## Page:
☆ ☆ ☆ ☆ ☆
In 1986, a 78-year-old man named Moshe Kraus died in Jerusalem. You probably don't recognize the name. He was never commemorated in any way. He is not mentioned in any Holocaust encyclopedias. But Moshe Kraus is responsible for the largest rescue operation during the Holocaust. German industrialist Oskar Schindler, with his resourcefulness and courage, managed to save 1,200 Jews; Kraus saved tens of thousands.

Moshe Kraus
Photo credit: Beit Haedut Museum

Historians are divided on the exact number, but the most conservative estimate talks about at least 40,000 people, and some estimates are even as high as 100,000 Jews who escaped the Nazis in Hungary thanks to this daring man.

The year is 1944. The Nazis are stepping up the pace and sending more and more Jews to their deaths in efforts to quickly complete the extermination of Hungary's Jewry. A spacious glass factory located at 29 Vadasz Street in Budapest is granted extraterritorial status under the auspices of Switzerland. Some 3,000 Jews barricade themselves inside this building, dubbed the Glass House, for three months.
☆ ☆ ☆ ☆ ☆
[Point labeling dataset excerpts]

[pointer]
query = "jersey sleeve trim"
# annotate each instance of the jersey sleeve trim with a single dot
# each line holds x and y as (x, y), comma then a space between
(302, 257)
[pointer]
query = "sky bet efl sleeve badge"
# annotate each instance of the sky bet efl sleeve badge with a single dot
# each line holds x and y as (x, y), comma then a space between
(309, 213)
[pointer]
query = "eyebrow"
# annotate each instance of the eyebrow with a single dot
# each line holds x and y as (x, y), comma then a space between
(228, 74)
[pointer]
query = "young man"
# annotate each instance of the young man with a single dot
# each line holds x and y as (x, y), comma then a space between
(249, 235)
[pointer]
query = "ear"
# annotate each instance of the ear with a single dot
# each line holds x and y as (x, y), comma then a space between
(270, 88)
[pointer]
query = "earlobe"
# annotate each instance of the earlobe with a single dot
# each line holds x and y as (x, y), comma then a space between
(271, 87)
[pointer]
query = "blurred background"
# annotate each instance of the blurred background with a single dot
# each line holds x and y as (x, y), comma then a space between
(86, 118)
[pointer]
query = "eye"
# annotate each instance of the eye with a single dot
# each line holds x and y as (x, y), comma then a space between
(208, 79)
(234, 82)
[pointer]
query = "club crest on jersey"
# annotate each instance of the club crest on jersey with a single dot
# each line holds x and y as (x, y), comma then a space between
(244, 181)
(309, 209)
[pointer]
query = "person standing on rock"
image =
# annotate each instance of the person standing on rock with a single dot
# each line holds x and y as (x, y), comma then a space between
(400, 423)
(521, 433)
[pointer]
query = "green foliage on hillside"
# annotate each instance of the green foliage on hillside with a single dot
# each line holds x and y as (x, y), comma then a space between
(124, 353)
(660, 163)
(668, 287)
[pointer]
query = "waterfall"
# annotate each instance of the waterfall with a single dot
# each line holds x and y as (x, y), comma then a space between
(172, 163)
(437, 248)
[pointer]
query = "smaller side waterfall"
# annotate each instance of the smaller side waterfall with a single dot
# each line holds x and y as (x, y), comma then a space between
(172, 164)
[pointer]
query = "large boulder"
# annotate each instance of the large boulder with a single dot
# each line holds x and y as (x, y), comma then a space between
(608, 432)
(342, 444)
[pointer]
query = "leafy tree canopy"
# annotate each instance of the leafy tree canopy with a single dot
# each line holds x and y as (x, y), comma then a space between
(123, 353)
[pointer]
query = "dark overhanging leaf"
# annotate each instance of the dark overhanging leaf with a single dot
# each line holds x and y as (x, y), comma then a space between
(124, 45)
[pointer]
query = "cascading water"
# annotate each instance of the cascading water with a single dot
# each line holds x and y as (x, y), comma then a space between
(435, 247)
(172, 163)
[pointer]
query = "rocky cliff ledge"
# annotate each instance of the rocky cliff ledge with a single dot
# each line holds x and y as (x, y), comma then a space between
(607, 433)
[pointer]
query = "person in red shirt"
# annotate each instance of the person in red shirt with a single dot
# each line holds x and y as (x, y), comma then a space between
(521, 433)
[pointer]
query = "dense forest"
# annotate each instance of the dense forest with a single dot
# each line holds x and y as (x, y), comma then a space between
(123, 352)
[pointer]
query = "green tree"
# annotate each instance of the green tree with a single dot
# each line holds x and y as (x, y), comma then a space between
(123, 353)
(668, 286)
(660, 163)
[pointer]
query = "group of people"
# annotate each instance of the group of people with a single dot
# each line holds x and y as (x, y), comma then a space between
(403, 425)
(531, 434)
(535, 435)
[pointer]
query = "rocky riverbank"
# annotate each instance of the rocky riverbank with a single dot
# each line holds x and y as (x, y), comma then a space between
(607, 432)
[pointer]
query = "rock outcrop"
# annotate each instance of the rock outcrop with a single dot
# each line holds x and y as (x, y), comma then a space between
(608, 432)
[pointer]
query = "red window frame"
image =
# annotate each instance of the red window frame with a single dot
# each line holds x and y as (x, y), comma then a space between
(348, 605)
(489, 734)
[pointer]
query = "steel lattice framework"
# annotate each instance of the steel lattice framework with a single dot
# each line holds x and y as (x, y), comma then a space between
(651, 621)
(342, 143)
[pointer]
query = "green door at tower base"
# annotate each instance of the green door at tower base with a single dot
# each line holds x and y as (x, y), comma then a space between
☆ ☆ ☆ ☆ ☆
## Problems and tasks:
- A) List every number written in digits in the passage about Moshe Kraus, in the order they appear.
- B) Write the next part of the passage about Moshe Kraus, following on from its last sentence.

## Expected responses:
- A) 1986, 78, 1,200, 40,000, 100,000, 1944, 29, 3,000

- B)
More and more homes in Budapest are turned into Swiss "safe houses," barring entry to Germans and the local complicit Hungarian authorities, and housing thousands of Jews. The Swiss embassy grants 40,000 Jews certificates making them foreign Swiss nationals. Tens of thousands of additional documents are forged while the Swiss turn a blind eye. Young, brave Jews disguised as Nazi officers roam the streets handing out these documents to Jews, and all of this is orchestrated by Kraus.

Among the Glass House survivors are many prominent Jews, including Moshe Shkedi, the father of former commander of the Israeli Air Force Maj. Gen. Eliezer Shkedi. "My father lived because of the Glass House," Shkedi says. "His parents and all his brothers were murdered. The important message is that not only Christians saved Jews during the Holocaust. Jews also managed to save thousands."

The story of the Glass House is one of the most fascinating historical events of that era. Much like the man behind the operation, this event has somehow evaded public attention and never received the recognition it deserved. The Beit HaEdut museum in Nir Galim has recently built a replica of the Glass House, in efforts to right this historical wrong. The forgotten story is now beginning to shed its anonymity thanks to the initiative of Ariel Bariach, the head of the museum.

A Mathematical Trick

For Hungary's Jews, the Holocaust started long after Europe's skies became saturated with smoke from crematoriums. Some 20,000 Jews who fled the Nazis in occupied countries sought refuge in Budapest, which was considered safe. But in March 1944, after the German invasion of Hungary, the Nazis began sending Jews from outlying Hungarian towns to extermination camps in Poland. Within the span of eight weeks, about half a million Jews from the Hungarian periphery were sent to their deaths, at a pace of about 12,000 per day. Entire communities were wiped out, one after another.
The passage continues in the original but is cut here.